One problem we have to deal with is that the other person is disordered and in our cases doesn't care about the Truth, only his or her own perceptions.  So he or she can be very emotionally compelling in the claims and allegations even when it is all unsubstantiated and even outright false.

At typical outcome when facing false allegations is that they are found to be "unsubstantiated" and dismissed.  Seldom do we hear a ruling where they are called "false" or even "unfounded".  Courts are reluctant to call someone out.  I've been in and out of family court since late 2005.  After numerous allegations that were all heard and then set aside by the court and children's agency, I finally got a couple 'wins', if you can call them that.  In late 2007 I asked CPS for a written report on then-stbEx's latest allegation and it listed the closed case as "unsubstantiated".  In 2010 I had a Change of Circumstances case when I was seeking custody and the magistrate's decision noted, of all things, that my ex's testimony was "not credible" when she said she blocked my vacation notice during Winter Break because she wanted to 'observe' Kwanzaa even though she wasn't of 'Jewish descent.'  Yes, she was clueless that Kwanzaa had no connection with Jewish celebrations, just used it as an excuse to block my vacation with our son but she was only called "not credible".  That's how hard it is to get court to state something that is plain as day.

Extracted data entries
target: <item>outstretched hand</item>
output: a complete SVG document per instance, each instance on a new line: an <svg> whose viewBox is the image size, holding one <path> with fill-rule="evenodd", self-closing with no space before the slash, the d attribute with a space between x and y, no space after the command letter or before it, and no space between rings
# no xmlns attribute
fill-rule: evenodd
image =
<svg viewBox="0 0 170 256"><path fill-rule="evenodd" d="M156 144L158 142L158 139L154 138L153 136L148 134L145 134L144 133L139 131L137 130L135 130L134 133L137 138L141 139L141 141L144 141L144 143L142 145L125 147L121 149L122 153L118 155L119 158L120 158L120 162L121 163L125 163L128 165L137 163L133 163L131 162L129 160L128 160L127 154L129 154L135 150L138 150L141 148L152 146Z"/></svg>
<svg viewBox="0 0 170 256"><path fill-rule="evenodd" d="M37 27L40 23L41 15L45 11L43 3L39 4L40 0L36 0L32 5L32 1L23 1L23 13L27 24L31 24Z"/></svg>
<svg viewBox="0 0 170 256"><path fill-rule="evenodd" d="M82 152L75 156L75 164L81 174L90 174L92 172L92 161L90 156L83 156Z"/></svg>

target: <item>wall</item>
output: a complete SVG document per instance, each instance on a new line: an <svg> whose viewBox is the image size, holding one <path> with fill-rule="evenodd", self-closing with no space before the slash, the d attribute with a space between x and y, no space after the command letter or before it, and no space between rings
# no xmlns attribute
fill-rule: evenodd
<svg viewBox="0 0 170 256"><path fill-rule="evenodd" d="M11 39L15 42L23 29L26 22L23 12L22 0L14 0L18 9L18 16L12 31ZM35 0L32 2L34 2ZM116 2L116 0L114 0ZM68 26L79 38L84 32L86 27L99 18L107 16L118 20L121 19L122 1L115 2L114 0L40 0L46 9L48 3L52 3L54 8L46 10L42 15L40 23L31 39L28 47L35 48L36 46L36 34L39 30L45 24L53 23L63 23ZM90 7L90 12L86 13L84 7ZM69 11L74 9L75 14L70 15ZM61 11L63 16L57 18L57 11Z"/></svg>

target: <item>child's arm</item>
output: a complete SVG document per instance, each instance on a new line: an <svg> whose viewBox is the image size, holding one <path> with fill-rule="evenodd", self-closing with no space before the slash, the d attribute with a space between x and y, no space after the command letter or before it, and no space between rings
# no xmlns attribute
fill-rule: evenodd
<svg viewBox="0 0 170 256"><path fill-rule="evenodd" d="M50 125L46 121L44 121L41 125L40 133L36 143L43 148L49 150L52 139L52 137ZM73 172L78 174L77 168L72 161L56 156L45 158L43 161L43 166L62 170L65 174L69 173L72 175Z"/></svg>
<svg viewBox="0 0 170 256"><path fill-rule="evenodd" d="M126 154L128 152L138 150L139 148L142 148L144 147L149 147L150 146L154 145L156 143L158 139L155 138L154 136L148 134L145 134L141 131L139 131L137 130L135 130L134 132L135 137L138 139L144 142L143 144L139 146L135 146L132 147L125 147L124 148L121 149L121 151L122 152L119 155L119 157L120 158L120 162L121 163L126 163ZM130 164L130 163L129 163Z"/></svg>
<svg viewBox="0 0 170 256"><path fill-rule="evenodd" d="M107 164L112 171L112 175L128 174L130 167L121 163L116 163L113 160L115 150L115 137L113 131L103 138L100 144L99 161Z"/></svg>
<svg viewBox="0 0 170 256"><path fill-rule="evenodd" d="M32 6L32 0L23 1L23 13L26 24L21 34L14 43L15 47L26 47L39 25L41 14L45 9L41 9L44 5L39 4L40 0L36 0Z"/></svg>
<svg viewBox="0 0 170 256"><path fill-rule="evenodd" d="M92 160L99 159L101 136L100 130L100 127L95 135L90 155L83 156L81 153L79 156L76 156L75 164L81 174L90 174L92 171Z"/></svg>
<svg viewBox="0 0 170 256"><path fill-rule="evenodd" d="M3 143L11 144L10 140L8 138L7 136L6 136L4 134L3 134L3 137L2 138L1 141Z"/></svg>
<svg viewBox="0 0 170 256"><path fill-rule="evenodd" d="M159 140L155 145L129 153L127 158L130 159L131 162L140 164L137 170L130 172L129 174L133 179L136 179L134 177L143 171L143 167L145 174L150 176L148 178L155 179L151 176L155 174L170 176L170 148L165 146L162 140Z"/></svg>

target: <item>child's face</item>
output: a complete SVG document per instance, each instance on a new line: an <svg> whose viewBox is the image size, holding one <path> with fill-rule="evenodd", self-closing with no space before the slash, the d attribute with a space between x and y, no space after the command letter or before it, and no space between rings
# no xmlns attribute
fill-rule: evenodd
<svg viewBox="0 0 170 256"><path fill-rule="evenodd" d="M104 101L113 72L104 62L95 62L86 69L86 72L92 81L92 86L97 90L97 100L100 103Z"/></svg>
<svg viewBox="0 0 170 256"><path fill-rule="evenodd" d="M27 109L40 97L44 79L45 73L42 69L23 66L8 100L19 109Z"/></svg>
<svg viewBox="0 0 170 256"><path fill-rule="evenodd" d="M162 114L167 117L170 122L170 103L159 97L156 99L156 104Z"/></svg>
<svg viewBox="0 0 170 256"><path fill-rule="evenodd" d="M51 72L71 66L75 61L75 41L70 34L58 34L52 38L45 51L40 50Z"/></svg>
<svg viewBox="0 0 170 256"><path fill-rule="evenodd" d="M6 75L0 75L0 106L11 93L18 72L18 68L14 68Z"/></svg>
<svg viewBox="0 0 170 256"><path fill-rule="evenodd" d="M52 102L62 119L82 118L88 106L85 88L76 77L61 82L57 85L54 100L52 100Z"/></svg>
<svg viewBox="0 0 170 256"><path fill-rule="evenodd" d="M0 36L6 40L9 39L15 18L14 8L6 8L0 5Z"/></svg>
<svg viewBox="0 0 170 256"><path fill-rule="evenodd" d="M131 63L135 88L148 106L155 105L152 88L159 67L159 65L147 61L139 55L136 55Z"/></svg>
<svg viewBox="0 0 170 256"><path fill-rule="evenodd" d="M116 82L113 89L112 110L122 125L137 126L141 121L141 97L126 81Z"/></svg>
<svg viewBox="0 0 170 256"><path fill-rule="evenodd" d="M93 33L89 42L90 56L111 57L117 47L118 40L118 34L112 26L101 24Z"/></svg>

**Work to complete:**
Carry on the post about false allegations in family court, beginning after its final sentence.

**Reply:**
In the US you have a right to remain silent and a right not to incriminate yourself.  I don't know the laws of other countries, of course.  But I do know that my lawyer told me his first order of business was to sit on his clients to keep them from talking and getting themselves into even more trouble.  You see, us Nice Guys and Nice Gals have a habit that if we tell the whole truth then everything will work out just hunky dory.  But the legal system doesn't reward honesty, it uses it against you if it can.  For example you may say, "Yes but... ." or "No but... ." expecting the subsequent explanation to be considered fairly.  However, all they may pay attention to is the "Yes" or "No" and ignore the additional details.

In cases where the answer may sound bad your lawyer may ask that you remain silent, or give some other appropriate response such as "I don't recall", "I don't remember", etc.

In summary, never say anything that admits any level of guilt.  "If in doubt, leave it out!" - or ask your experienced lawyer.  (Yes, even something as simple and polite as "I'm sorry" can potentially be twisted or construed to be an admission of guilt.)  And don't sign any plea deals where you admit any level of guilt, at least not without your experienced lawyer's full approval.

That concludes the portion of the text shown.